Restate each of the lines given below, word for word.

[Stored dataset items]

-- -- --

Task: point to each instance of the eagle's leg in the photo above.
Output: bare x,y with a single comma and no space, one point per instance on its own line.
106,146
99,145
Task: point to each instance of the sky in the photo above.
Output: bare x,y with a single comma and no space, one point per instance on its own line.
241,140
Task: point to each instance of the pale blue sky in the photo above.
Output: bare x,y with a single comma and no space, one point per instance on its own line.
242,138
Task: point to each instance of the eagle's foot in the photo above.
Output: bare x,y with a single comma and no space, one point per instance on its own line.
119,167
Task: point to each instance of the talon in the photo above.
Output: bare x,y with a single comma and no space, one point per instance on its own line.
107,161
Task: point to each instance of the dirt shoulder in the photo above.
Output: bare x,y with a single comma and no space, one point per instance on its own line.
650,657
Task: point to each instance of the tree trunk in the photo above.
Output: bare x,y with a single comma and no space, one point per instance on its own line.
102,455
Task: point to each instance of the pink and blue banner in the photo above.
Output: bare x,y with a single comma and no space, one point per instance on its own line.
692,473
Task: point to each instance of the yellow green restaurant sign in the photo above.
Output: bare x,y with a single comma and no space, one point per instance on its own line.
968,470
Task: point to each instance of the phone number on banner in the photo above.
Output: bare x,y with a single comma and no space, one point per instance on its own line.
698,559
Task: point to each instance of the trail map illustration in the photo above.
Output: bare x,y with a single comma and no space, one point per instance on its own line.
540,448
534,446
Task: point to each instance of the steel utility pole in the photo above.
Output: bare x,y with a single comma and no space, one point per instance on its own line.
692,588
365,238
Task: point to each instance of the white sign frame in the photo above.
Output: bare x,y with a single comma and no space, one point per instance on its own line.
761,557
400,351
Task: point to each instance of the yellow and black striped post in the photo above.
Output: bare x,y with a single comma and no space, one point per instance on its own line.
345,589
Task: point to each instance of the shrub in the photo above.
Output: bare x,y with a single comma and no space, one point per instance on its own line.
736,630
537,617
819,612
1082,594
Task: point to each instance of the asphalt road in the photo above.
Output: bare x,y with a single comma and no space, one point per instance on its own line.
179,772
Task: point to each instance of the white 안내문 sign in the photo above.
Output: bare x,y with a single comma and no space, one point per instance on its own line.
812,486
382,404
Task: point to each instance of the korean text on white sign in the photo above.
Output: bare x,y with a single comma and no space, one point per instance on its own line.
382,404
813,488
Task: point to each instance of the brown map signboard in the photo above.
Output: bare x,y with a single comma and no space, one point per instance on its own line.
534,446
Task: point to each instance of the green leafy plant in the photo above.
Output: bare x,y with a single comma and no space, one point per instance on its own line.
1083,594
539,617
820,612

-- -- --

** Task solution **
Task: point to each instance of the eagle's leg in the photo above.
Output: bare x,y with a single comma and no space, one point per instance on its own line.
106,146
99,145
Task: point to each instance of the sky in the photo above.
Output: bare x,y with a single comma and no space, one point per instance on its own line.
241,140
Task: point to each instance of the pale blue sky in the photo above.
Output: bare x,y with a single comma and no space, one point per instance on its own line.
242,138
Task: point to each instance of the eagle's foot in the photo above.
Output: bare x,y with a single comma and no space, one point per instance on its own line.
119,167
Task: point to each instance of the talon in the photo above.
Output: bare x,y with a single comma and no space, one point per instance on its own line.
107,161
Task: point to each instance of the dirt shoulder in the photo above.
Output: bare x,y with a single comma and no space, one point per instance on its own line.
650,657
Task: point to each instance of the tree trunk in the photo above.
Output: bare x,y with a single comma and no space, one point per instance on its own line.
102,455
Task: point to each instance of the pink and blue banner in the photo above.
Output: bare x,y with a single comma and no space, one point per instance on its own line.
692,473
Task: point to each instance of the yellow green restaurant sign in the photo above.
Output: bare x,y with a single comma and no space, one point per instance on its own line.
968,470
Task: point to each instance of the phone number on banner in the photo above.
Output: bare x,y with a single comma and no space, one point per instance on its own line.
698,559
Task: point to each instance of the trail map illustration in the photo above.
Output: bare x,y with a single comma and no space, one point per instance on its own line.
540,448
534,446
Task: point to each instance of the steel utility pole in the photo above.
Output: bare x,y with a single comma and no space, one point per instance on its own line.
692,588
365,238
Task: point to each instance of the white sign frame in the photo above.
Output: bare x,y with a single comma and no space, one point per instance on its own line.
761,557
400,351
Task: point to each instance of the yellow and black striped post in the photo above.
Output: bare x,y with a single comma and no space, one point per instance on its own line.
345,589
Task: point to each instance of the shrub in the photo above.
Output: bare x,y with a single comma and no space, one point per instance on its own line.
736,630
537,617
819,612
1082,594
Task: point to each instance of the asphalt road in the photo above.
Output: bare x,y with a single comma and no space, one point per instance on its own line.
179,772
Task: point to each instance of the white 안내문 sign in the photo above.
Output: bare x,y with a single comma and no space, one point per instance on its own line.
812,486
382,404
Task: point to each instance of the korean text on white sign in the photo above.
Output: bare x,y with a single comma and no space, one point per instance on its own line.
382,404
813,488
Task: point to each instance of the brown map signboard in the photo above.
Output: bare x,y with a single comma and no space, one point per instance on its own line.
534,446
Task: point to each instance of the green leafy plant in the photo above.
Output: bare x,y with a single comma and no space, one point per instance on its own line.
1083,594
539,617
820,612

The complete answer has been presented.